READING TEXT
===
It’s hard to know what Bugg wanted this album to be.Label: Virgin EMI
Released: June 17th 2016
Across his first two albums, Jake Bugg was the sole writer on only seven out of twenty-six tracks. It’s all too easy to take that and burn it as fuel for criticism, but it’s arguably harsh to direct it all exclusively at the artist when they’ve been so heavily assisted in the songwriting department. This time around, he’s penned the entire LP himself. Now he’s fully exposed.
As much as second LP ‘Shangri La’ was a flat-falling rushed release, it had at least some identity. ‘On My One’ – that’s a variation of “On my own” used in Bugg’s hometown Nottingham, FYI – displays little semblance of one, awkwardly stumbling from one pseudo-form of a genre to another.
===
WHAT YOU ARE ASKED TO DO
Answer these questions about the album review:
1. On how many tracks across his first two albums was Bugg the sole writer?
2. On what date was the album released?
3. Which phrase is the album title a variation of, and in which town is that variation used?

Position annotation records:
===
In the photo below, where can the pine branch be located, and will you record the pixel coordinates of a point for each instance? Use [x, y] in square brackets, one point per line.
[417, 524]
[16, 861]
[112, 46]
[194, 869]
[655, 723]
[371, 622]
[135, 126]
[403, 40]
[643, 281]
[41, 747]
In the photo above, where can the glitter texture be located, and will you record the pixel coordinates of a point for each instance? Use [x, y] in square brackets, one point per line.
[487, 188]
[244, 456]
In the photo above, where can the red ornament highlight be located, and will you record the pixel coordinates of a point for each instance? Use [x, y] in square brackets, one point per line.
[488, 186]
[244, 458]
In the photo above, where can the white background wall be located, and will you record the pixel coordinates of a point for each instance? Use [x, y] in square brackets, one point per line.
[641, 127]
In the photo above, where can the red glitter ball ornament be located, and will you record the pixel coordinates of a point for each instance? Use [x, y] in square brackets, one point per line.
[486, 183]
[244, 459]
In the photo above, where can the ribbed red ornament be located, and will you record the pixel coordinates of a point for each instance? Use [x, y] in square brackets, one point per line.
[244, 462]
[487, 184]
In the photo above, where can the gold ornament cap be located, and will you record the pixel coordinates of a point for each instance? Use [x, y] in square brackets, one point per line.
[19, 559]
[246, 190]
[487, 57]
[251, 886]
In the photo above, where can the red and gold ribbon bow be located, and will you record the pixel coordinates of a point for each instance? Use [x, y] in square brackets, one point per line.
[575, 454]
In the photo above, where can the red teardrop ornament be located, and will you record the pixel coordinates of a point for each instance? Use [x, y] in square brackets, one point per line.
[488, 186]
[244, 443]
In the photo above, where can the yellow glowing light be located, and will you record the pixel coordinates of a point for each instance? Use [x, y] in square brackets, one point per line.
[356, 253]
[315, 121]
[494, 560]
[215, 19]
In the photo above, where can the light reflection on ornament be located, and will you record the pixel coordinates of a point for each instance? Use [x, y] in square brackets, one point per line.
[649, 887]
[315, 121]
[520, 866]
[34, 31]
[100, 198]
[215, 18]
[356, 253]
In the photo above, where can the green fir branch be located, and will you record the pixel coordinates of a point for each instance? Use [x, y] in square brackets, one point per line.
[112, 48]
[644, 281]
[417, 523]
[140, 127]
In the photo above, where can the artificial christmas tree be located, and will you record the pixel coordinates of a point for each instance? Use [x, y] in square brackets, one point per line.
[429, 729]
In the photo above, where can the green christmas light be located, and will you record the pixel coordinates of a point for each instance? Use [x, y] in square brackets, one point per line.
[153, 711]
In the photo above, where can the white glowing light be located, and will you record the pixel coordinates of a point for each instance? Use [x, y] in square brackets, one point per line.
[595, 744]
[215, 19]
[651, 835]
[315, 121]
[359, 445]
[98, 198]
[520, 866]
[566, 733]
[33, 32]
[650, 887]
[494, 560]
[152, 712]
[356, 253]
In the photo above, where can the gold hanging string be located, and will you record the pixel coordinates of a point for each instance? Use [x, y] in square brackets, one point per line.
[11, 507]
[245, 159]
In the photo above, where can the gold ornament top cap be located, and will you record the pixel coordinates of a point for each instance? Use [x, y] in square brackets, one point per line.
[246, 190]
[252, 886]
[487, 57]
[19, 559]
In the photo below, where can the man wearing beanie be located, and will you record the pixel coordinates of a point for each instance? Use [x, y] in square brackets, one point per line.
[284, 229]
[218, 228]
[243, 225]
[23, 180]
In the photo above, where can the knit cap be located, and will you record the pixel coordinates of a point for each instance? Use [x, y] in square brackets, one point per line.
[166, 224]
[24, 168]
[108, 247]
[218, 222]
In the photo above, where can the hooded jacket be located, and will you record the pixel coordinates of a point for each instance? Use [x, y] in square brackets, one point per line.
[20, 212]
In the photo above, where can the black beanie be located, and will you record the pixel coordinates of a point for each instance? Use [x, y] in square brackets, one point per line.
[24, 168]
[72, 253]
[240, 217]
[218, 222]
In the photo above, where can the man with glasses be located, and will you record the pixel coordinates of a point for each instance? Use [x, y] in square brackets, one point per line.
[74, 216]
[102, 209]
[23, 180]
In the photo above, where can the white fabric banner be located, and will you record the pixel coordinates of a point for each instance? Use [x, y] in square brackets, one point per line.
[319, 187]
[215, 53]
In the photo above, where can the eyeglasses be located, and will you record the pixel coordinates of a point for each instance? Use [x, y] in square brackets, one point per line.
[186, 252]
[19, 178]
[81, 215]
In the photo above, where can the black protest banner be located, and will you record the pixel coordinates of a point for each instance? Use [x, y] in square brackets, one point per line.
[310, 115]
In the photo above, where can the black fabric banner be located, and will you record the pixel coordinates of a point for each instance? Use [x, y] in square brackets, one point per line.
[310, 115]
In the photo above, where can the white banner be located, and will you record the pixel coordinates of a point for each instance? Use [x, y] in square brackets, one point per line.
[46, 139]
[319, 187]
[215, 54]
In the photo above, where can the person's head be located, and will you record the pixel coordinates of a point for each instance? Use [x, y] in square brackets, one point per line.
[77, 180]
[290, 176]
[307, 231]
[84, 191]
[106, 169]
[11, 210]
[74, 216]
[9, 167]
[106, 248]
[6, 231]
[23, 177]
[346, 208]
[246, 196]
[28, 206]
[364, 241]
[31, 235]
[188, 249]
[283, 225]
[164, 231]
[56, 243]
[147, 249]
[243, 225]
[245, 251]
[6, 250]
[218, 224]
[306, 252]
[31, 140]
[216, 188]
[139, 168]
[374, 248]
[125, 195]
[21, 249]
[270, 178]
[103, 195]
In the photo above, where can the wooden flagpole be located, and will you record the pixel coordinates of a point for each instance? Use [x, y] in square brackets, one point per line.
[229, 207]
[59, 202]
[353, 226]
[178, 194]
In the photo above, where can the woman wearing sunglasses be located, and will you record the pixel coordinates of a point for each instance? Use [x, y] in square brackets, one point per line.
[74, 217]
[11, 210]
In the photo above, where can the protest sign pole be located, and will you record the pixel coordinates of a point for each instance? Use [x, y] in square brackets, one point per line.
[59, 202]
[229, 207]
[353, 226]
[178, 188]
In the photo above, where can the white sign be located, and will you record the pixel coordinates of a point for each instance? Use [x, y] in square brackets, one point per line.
===
SOLUTION FOR THIS EXERCISE
1. Seven out of twenty-six.
2. June 17th 2016.
3. "On my own," used in Nottingham.